* What to do
1) From the article on the cancer biology training fellows, list every fellow it names.
2) Pick up the article on the cancer biology training fellows after its last sentence and write its next paragraphs.

* Passage
+ + +

NCI grant funds five fellows in Cancer Biology Training Program

By Sharon Drobny
Comprehensive Cancer Center

Five junior investigators have joined the new Cancer Biology Training Program of the Comprehensive Cancer Center, funded by a $1 million grant from the National Cancer Institute (NCI). The U-M program is one of 10 nationwide funded this year, and involves 33 faculty members from 11 departments.

Jeffery M. Trent says the training program “is an extremely important addition to the Cancer Center programs. The five-year NCI grant will allow us to train exceptional junior investigators to address fundamental biological problems related to human cancer.” Trent is deputy director of the Center and director of the training program.

Sophia Bryant is about halfway through a combined M.D./Ph.D. program at the

U-M. Her research focuses on oncogenes—genes involved in cell growth—specifically looking at factors that affect how genes are regulated. When genes’ regulatory mechanisms go awry, cells succumb to cancer.

Michelle Southard Smith studied gene regulation as a doctoral student at the University of Texas Southwestern Medical Center. She is looking into the loss of gene regulation with aging. She and her research team want to understand how the loss of gene regulation works in cancer cells and what percentage of aging cells lose gene regulation and become cancerous.

Gene amplification in a subset of human sarcomas is the focus of research by Sheryl Jankowski. Sarcomas are solid tumors of the connective tissue, including bone cancers. Gene amplification is thought to be one mechanism that contributes to tumor progression.

+ + +

* Record extracts
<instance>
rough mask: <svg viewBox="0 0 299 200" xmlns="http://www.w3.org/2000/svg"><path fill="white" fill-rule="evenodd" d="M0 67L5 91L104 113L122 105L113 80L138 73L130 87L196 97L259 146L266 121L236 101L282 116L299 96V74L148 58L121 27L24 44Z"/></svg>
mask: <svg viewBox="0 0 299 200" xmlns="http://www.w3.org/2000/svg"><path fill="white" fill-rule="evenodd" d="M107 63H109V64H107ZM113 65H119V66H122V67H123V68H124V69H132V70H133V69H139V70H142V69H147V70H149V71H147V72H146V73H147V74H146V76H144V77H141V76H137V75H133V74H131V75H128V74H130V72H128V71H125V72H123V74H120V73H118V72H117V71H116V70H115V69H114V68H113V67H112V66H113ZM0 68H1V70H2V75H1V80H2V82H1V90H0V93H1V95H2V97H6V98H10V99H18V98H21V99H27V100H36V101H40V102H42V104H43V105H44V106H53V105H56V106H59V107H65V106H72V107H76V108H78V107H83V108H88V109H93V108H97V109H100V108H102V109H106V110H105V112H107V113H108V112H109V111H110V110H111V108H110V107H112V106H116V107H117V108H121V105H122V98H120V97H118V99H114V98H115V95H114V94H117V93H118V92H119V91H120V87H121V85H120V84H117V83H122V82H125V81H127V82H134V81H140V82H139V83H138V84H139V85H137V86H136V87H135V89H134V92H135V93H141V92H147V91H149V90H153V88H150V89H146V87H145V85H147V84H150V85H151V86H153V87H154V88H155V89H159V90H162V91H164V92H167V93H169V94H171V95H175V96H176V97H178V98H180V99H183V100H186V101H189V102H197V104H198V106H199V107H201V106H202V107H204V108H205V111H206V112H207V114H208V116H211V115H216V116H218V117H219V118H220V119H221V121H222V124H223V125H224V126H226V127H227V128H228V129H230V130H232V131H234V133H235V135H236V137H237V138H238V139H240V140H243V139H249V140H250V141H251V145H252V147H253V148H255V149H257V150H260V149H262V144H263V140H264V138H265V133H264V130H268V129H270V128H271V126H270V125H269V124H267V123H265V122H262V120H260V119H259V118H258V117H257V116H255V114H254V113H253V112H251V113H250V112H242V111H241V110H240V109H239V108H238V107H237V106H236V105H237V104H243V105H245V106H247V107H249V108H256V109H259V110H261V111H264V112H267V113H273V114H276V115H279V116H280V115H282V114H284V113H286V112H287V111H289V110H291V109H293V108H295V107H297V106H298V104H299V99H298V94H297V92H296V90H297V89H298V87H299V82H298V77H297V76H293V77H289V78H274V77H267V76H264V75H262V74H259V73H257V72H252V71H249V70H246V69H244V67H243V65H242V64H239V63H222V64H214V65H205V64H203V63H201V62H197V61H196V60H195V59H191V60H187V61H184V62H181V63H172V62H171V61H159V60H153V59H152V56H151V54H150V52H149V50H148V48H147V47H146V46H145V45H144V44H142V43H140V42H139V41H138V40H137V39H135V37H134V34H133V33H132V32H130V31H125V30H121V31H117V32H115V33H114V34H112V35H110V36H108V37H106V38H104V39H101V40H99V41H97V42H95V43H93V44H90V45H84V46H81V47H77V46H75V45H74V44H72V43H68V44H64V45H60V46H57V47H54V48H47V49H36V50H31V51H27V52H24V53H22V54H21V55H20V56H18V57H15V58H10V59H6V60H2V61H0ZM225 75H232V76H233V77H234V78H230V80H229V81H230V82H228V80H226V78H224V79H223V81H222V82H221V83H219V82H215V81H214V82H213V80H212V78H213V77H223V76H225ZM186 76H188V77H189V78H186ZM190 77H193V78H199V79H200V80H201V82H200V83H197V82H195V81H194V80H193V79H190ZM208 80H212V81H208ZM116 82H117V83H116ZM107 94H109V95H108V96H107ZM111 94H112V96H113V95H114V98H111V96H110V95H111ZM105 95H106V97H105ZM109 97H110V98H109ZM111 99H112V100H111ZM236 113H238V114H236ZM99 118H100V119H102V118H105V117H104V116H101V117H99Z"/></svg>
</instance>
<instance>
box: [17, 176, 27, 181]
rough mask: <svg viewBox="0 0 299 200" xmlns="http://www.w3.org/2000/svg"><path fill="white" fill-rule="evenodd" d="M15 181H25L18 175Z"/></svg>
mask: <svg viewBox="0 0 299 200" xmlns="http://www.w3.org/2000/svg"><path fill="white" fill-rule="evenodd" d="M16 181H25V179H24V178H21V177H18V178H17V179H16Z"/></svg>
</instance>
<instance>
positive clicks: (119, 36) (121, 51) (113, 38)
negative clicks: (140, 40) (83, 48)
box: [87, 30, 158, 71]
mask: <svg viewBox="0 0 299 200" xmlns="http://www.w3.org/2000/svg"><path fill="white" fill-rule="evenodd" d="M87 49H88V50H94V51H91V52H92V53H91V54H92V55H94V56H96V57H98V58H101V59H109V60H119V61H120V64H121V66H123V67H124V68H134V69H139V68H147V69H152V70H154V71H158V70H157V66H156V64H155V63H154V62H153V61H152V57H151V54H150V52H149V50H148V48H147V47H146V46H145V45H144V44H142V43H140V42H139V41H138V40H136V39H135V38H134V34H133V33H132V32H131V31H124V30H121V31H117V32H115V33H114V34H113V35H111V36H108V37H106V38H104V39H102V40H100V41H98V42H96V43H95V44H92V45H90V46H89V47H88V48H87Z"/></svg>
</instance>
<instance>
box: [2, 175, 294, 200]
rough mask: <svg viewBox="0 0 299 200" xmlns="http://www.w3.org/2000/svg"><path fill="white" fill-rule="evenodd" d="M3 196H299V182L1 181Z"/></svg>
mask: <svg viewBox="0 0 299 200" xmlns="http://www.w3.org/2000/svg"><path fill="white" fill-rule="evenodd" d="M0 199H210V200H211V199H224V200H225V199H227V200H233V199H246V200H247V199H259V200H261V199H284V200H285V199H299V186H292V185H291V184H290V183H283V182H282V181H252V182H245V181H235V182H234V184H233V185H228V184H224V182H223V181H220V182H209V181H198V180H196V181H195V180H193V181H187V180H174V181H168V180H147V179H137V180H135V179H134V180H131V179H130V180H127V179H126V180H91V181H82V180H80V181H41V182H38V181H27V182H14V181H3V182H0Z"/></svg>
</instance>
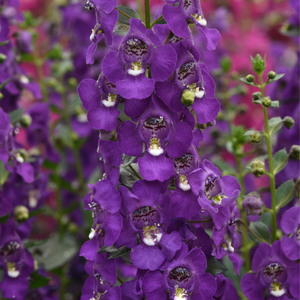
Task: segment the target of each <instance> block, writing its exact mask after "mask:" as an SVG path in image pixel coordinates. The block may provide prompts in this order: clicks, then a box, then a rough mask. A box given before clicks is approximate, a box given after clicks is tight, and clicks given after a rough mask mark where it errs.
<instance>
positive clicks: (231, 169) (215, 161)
mask: <svg viewBox="0 0 300 300" xmlns="http://www.w3.org/2000/svg"><path fill="white" fill-rule="evenodd" d="M214 164H215V165H216V166H217V167H218V168H219V169H220V170H221V171H222V174H223V175H229V174H230V175H233V174H235V173H236V171H235V169H234V167H233V166H231V165H230V164H228V163H227V162H225V161H223V160H217V161H214Z"/></svg>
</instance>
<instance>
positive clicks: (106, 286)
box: [80, 253, 121, 300]
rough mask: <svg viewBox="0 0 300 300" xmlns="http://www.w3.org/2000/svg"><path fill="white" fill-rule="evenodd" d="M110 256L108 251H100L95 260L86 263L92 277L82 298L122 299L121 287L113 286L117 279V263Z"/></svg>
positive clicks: (88, 279) (91, 277) (97, 298)
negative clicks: (107, 252)
mask: <svg viewBox="0 0 300 300" xmlns="http://www.w3.org/2000/svg"><path fill="white" fill-rule="evenodd" d="M108 257H109V254H108V253H98V254H97V256H96V258H95V261H88V262H87V263H86V265H85V270H86V272H87V273H88V274H89V275H90V277H89V278H88V279H87V280H86V282H85V284H84V286H83V289H82V295H81V298H80V299H81V300H91V299H101V300H102V299H103V300H121V289H120V287H119V286H115V287H113V285H114V284H115V283H116V280H117V270H116V263H115V261H114V260H111V259H108Z"/></svg>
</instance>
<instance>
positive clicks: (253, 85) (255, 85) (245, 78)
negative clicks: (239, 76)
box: [240, 77, 257, 86]
mask: <svg viewBox="0 0 300 300" xmlns="http://www.w3.org/2000/svg"><path fill="white" fill-rule="evenodd" d="M240 80H241V81H243V82H244V83H246V84H248V85H252V86H257V84H256V83H254V82H249V81H247V78H246V77H242V78H240Z"/></svg>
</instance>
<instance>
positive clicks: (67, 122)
mask: <svg viewBox="0 0 300 300" xmlns="http://www.w3.org/2000/svg"><path fill="white" fill-rule="evenodd" d="M61 95H62V99H63V104H64V110H65V111H66V122H67V126H68V128H69V131H70V132H73V130H72V123H71V116H70V114H69V113H68V100H67V94H66V91H65V89H64V88H62V93H61ZM71 151H72V153H73V156H74V160H75V168H76V172H77V176H78V179H79V185H80V186H79V189H82V188H83V186H84V183H85V180H84V176H83V168H82V165H81V159H80V154H79V149H77V148H76V149H75V147H74V143H73V145H72V148H71Z"/></svg>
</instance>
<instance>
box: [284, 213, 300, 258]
mask: <svg viewBox="0 0 300 300" xmlns="http://www.w3.org/2000/svg"><path fill="white" fill-rule="evenodd" d="M281 229H282V231H283V232H284V233H285V234H286V235H285V236H283V237H282V240H281V247H282V250H283V252H284V254H285V255H286V256H287V257H288V258H289V259H291V260H297V259H299V258H300V208H299V207H292V208H290V209H289V210H287V211H286V212H285V213H284V215H283V216H282V219H281Z"/></svg>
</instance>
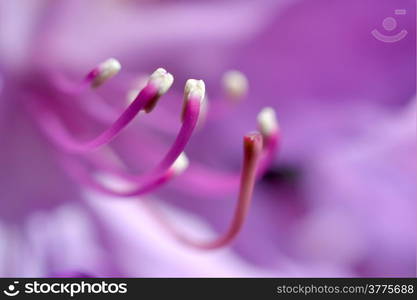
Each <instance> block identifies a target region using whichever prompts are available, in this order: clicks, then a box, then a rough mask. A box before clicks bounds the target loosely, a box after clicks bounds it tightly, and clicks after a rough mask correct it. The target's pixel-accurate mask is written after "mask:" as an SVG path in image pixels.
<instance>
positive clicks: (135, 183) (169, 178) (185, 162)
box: [61, 153, 188, 197]
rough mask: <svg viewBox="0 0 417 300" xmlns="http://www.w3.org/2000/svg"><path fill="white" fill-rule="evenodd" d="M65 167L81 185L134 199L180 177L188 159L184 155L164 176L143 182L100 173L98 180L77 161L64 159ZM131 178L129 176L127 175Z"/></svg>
mask: <svg viewBox="0 0 417 300" xmlns="http://www.w3.org/2000/svg"><path fill="white" fill-rule="evenodd" d="M61 163H62V165H63V167H64V168H65V169H66V170H67V171H68V172H69V174H70V175H72V176H73V177H74V178H75V179H76V180H78V181H79V182H80V183H81V184H83V185H85V186H87V187H89V188H92V189H94V190H96V191H99V192H101V193H105V194H108V195H111V196H117V197H134V196H141V195H144V194H148V193H151V192H154V191H155V190H157V189H158V188H160V187H161V186H163V185H164V184H166V183H167V182H169V181H170V180H171V179H172V178H174V177H175V176H178V175H180V174H181V173H182V172H184V171H185V170H186V168H187V167H188V159H187V157H186V156H185V154H184V153H182V154H181V155H180V156H179V157H178V159H177V160H176V161H175V162H174V164H173V165H172V166H171V167H170V168H169V169H167V170H166V171H165V172H164V173H163V174H160V175H158V176H155V177H149V178H147V179H145V180H143V181H142V182H135V183H134V184H132V182H131V181H126V180H124V178H122V177H123V176H117V177H114V176H112V174H106V173H104V174H103V173H99V174H98V176H96V179H94V178H93V177H91V176H90V175H89V174H88V172H87V170H86V169H85V167H83V166H82V164H81V163H80V162H78V161H75V160H69V159H62V161H61ZM126 177H127V178H129V175H126Z"/></svg>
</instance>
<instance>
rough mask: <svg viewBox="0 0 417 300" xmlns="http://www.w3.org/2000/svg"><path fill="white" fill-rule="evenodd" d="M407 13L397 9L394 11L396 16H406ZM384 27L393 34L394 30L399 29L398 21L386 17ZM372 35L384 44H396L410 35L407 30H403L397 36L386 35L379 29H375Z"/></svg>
mask: <svg viewBox="0 0 417 300" xmlns="http://www.w3.org/2000/svg"><path fill="white" fill-rule="evenodd" d="M406 13H407V11H406V10H405V9H396V10H395V11H394V14H396V15H405V14H406ZM382 27H384V29H385V30H386V31H387V32H391V31H393V30H395V29H396V28H397V20H396V19H395V18H393V17H386V18H385V19H384V20H383V21H382ZM371 34H372V35H373V36H374V37H375V38H376V39H377V40H379V41H381V42H384V43H395V42H398V41H401V40H402V39H403V38H405V37H406V35H407V34H408V32H407V30H405V29H402V30H401V31H400V32H398V33H397V34H394V35H386V34H383V33H381V32H379V31H378V29H374V30H372V31H371Z"/></svg>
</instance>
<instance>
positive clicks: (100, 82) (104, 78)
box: [86, 58, 122, 88]
mask: <svg viewBox="0 0 417 300" xmlns="http://www.w3.org/2000/svg"><path fill="white" fill-rule="evenodd" d="M121 68H122V66H121V64H120V63H119V61H118V60H117V59H115V58H109V59H107V60H105V61H104V62H102V63H101V64H99V65H98V66H97V67H96V68H94V69H93V70H92V71H91V72H90V73H88V74H87V76H86V81H87V82H91V86H92V87H93V88H97V87H99V86H100V85H102V84H103V83H104V82H106V81H107V80H108V79H110V78H112V77H113V76H115V75H116V74H117V73H119V71H120V69H121Z"/></svg>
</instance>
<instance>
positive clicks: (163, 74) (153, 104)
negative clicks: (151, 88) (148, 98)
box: [144, 68, 174, 113]
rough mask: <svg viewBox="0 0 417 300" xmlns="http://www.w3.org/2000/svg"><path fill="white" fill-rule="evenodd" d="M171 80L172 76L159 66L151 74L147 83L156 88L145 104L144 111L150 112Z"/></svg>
mask: <svg viewBox="0 0 417 300" xmlns="http://www.w3.org/2000/svg"><path fill="white" fill-rule="evenodd" d="M173 82H174V77H173V76H172V75H171V74H170V73H168V72H167V71H166V70H165V69H163V68H159V69H157V70H156V71H155V72H153V73H152V74H151V76H150V77H149V81H148V85H152V86H154V87H155V88H156V89H157V95H156V96H155V97H154V99H152V100H151V101H149V103H147V104H146V105H145V108H144V110H145V112H146V113H150V112H151V111H152V110H153V109H154V107H155V105H156V103H157V102H158V100H159V98H160V97H161V96H162V95H163V94H165V93H166V92H167V91H168V90H169V88H170V87H171V85H172V83H173Z"/></svg>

+ + +

* Activity answers
1) Sophia Bryant, Michelle Southard Smith, Sheryl Jankowski

2)
She is part of a team that isolated the SAS (sarcoma amplified sequence) gene and is in the process of characterizing it. She and the team hope to determine whether the gene contributes to malignancy in sarcomas.

While at Princeton University, Elizabeth Ninfa conducted basic research on a particular transduction mechanism that is common to a wide variety of bacteria, including bacteria that cause such diseases as toxic shock syndrome. Signal transduction is the way in which information is conveyed within and between cells, specifically protein-protein interactions. Ninfa’s work here focuses on signal transduction in higher, more advanced cells, with potential implications for cancer.

The search for a possible model for protein processing in cells is the focus of research being done by Janet Owens. She is studying a steroid receptor and an associated complex of proteins, including several heat shock proteins. The protein complex is associated with certain activities in specific oncogenes.